EXERCISE TASK:
Swap "innermost point" for "most central point" throughout the lines below and reproduce them with all else unchanged. Leave the pictures out of your answer.

Records of labeled points:
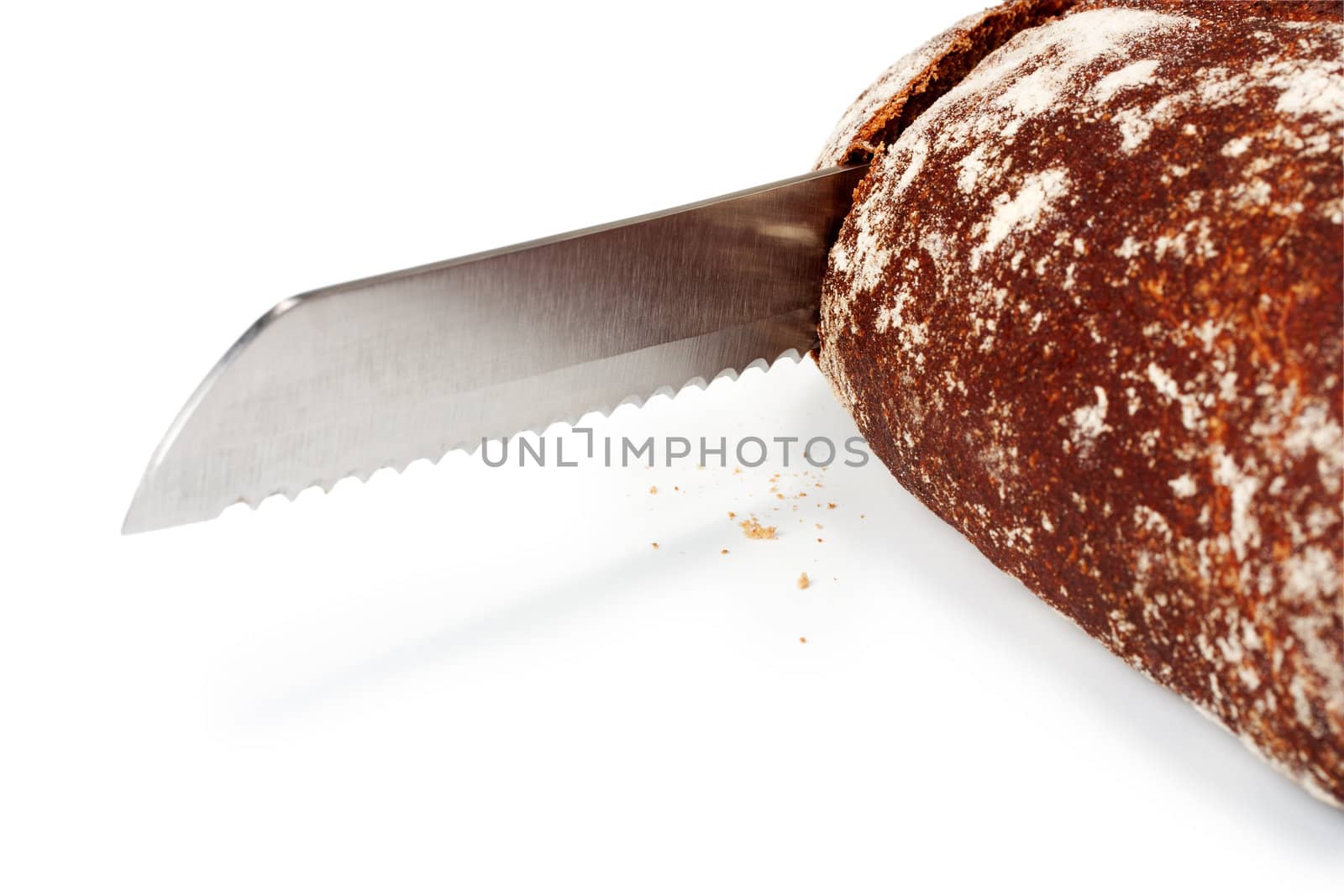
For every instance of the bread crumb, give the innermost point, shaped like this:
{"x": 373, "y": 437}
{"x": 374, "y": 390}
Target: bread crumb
{"x": 753, "y": 530}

RESPONSE TO THIS TASK:
For every instance of the bread crumb, give the most central point, shaped like this:
{"x": 373, "y": 437}
{"x": 374, "y": 390}
Target: bread crumb
{"x": 753, "y": 530}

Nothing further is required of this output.